Copy every line of the material below that contains the string "positive". Matching is case-sensitive.

Extracted records:
'''
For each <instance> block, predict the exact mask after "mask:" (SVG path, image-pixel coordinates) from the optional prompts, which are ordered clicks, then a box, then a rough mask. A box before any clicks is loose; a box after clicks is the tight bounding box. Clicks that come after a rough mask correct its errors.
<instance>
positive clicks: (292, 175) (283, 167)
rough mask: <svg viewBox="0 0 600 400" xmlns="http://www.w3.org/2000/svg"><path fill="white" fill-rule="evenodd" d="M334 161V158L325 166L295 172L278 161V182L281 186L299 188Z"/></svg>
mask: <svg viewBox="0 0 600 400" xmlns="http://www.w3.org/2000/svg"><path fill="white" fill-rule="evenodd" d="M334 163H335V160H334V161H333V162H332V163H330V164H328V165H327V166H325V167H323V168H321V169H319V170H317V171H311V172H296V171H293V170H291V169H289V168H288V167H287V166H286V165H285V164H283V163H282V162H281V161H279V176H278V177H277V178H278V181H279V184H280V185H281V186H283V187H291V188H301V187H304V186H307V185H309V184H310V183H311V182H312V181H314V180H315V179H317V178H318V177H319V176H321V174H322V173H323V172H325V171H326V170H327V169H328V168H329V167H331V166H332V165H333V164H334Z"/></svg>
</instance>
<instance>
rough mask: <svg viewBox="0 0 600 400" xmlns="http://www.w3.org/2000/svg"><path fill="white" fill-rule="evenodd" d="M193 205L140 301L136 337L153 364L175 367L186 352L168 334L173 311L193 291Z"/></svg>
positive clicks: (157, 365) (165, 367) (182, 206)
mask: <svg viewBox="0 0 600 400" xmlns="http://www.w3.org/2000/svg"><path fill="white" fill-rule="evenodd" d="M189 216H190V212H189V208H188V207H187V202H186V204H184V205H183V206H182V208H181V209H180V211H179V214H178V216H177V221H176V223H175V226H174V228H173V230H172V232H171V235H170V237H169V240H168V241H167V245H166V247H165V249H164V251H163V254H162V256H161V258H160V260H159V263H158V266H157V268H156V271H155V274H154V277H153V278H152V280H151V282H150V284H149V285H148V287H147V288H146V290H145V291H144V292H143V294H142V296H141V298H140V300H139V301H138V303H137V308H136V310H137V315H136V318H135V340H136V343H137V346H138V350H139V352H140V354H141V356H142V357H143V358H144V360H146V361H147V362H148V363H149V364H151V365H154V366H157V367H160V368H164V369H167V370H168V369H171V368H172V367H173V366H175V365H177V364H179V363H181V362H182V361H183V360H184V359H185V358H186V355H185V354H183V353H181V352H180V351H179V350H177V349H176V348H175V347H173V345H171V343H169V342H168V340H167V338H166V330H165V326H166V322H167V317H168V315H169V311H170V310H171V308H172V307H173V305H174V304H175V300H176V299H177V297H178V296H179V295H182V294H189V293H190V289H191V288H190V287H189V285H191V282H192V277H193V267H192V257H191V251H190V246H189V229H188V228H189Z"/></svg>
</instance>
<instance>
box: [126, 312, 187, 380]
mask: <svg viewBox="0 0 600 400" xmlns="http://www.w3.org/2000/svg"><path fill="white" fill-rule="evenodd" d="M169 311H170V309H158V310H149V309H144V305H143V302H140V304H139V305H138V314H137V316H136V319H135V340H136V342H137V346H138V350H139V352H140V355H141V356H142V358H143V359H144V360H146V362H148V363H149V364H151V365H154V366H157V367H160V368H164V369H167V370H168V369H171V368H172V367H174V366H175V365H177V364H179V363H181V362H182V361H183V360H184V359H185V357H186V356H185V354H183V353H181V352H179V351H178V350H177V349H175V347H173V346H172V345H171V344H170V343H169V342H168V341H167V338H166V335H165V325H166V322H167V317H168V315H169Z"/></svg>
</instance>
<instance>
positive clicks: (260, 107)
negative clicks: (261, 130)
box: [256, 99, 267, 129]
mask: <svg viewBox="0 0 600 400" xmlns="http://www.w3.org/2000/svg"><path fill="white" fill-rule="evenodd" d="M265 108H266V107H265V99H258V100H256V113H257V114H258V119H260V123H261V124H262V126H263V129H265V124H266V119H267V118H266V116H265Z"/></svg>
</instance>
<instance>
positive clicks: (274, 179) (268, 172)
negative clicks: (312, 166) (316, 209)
'''
Answer section:
positive clicks: (292, 175) (283, 167)
positive clicks: (157, 365) (165, 367) (182, 206)
positive clicks: (260, 107)
positive clicks: (274, 179) (268, 172)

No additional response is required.